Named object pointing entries
____________________
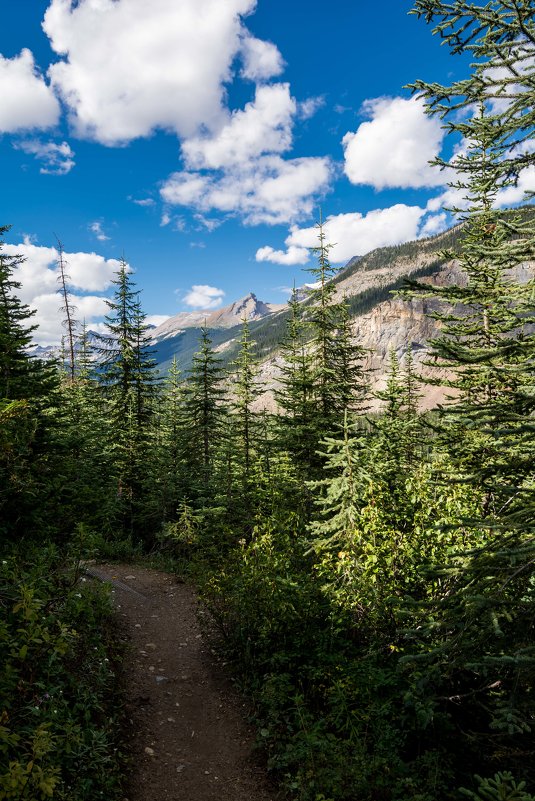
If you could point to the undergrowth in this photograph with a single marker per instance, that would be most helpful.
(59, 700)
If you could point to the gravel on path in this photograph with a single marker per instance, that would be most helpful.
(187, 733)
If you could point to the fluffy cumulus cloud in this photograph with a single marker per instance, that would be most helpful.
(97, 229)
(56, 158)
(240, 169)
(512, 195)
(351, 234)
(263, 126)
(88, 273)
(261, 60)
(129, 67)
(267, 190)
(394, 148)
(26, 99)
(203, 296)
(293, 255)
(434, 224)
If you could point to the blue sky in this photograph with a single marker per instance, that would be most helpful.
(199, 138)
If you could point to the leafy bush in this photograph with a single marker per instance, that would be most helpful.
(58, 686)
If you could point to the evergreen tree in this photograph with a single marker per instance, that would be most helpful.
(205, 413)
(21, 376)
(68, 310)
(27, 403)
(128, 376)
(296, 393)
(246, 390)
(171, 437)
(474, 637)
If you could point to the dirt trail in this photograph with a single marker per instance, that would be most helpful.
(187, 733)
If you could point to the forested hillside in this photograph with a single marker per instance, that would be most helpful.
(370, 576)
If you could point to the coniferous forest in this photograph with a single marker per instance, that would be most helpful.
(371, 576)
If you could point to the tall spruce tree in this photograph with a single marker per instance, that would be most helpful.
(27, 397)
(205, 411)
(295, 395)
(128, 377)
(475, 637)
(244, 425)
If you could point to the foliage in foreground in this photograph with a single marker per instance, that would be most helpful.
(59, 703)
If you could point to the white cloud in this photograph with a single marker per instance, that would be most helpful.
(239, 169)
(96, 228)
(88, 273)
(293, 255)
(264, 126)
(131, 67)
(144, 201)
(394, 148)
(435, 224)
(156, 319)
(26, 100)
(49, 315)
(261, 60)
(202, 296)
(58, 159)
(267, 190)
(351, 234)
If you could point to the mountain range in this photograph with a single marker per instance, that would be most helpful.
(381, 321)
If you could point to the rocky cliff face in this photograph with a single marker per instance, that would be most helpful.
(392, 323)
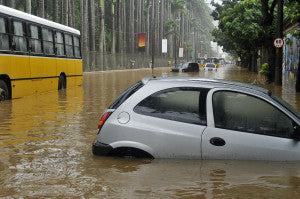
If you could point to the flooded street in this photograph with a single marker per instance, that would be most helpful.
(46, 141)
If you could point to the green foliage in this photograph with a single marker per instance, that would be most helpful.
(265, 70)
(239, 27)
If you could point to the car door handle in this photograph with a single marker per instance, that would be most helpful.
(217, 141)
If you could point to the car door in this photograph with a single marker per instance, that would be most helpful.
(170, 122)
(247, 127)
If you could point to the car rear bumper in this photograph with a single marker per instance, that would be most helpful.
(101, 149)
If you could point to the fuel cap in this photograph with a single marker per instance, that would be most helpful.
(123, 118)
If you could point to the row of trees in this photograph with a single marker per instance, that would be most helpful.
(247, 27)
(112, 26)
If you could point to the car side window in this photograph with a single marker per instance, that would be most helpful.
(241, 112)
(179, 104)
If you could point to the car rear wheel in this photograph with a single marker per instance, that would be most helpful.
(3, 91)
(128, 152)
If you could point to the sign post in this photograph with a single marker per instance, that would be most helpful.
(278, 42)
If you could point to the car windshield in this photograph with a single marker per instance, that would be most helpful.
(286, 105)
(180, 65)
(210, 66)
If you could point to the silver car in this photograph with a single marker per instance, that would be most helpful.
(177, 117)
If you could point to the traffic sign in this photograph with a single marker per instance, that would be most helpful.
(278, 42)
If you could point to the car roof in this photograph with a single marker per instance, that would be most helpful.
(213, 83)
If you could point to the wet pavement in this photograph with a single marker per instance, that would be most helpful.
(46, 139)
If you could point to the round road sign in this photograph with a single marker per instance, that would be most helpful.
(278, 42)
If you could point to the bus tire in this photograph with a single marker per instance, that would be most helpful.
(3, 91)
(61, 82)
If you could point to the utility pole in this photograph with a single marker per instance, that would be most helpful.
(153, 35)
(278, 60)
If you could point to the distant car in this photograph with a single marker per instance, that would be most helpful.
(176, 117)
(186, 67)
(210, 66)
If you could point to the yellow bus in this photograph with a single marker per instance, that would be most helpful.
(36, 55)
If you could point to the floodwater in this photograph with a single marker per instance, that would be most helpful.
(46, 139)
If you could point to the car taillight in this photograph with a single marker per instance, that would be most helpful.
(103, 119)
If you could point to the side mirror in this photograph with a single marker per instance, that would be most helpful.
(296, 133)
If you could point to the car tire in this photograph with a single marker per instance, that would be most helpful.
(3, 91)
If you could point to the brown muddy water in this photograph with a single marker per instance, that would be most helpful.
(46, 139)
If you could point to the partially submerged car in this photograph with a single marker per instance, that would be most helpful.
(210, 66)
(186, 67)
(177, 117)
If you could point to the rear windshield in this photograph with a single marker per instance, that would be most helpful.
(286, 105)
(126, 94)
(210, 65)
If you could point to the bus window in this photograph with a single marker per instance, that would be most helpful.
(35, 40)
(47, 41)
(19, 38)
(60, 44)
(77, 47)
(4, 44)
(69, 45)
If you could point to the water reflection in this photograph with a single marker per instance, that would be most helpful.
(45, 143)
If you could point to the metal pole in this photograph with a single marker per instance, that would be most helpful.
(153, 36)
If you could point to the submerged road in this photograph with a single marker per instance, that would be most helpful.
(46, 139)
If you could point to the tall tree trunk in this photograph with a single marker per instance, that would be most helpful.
____________________
PROBLEM TO WORK ON -
From the line with "If you could point to the water" to the last line of the material, give every line again exactly, and only those lines.

RESULT OF THIS EXERCISE -
If you could point to the water reflection in this photograph with a single marker per instance, that would be most helpful.
(45, 143)
If you could point to the metal pole in this photograph with a single marker per instance, that would be most helpful.
(153, 36)
If you could point to the submerged road in this photograph with a single marker per instance, that would be most helpful.
(46, 139)
If you could point to the tall tree trunk in this photograph with a single marker per instance, that would be most helpful.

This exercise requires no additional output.